▶ [Source]
Hi Jim,

On 06/21/2010 04:56 PM, James Bullard wrote:
Hi,

This must be readily doable and I am just missing the obvious -- I am
trying, for a long sequence, to classify each position as coming from a
particular context. Something like running nucleotide table. The things
that I have thought about doing are:

.) Making Views representing my sliding windows, but then I don't see an
obvious thing except nucleotide frequency, but that doesn't really solve
the problem.

Making Views representing a sliding windows on a very long sequence like
e.g. Human chr1 generates a big object: 2 integers per position -> 2GB!
And then there is the problem that looping over the views in R is not an
option. So yes, as Patrick mentioned, there is the
letterFrequencyInSlidingView() function that addresses the particular
case of extracting the nucleotide frequencies for each view (it's
optimized, all written in C, and avoids the cost of actually
generating the Views object) but we don't have a general and
efficient mechanism for applying an arbitrary function to the
sliding views.

However, if one wants to compute the frequency of an arbitrary pattern
along the sliding views, something like this can be done:

  library(Biostrings)

  countPatternInSlidingView <- function(pattern, subject, view.width)
  {
    view.width <- as.integer(view.width)
    if (length(subject) < view.width)

▶ [What is expected] Repeat word for word everything in the sliding-window thread from "On 06/21/2010 04:56" down to "the problem.". The entries that follow come from a separate source and have no connection to the sliding-window thread.

▶ [Recorded information]
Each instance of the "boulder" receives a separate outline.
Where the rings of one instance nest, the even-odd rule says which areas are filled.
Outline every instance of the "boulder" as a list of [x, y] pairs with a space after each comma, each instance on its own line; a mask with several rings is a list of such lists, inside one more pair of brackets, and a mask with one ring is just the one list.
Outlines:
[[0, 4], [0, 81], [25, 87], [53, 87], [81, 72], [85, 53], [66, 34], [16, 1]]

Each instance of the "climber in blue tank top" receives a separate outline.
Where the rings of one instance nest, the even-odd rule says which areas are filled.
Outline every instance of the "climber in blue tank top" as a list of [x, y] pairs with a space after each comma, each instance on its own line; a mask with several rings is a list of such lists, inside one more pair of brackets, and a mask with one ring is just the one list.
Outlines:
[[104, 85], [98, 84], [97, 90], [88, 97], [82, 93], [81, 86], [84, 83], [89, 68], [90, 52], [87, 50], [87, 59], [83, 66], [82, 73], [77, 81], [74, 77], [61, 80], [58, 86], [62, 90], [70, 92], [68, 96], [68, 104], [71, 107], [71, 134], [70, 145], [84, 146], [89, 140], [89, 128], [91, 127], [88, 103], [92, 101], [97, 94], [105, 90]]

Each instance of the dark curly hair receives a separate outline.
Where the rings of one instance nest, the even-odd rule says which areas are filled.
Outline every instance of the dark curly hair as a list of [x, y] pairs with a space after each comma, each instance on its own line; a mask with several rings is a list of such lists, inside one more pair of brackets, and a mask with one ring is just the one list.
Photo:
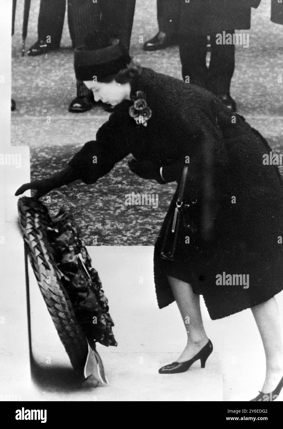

▶ [Expected answer]
On 06/21/2010 04:56 PM, James Bullard wrote:
Hi,

This must be readily doable and I am just missing the obvious -- I am
trying, for a long sequence, to classify each position as coming from a
particular context. Something like running nucleotide table. The things
that I have thought about doing are:

.) Making Views representing my sliding windows, but then I don't see an
obvious thing except nucleotide frequency, but that doesn't really solve
the problem.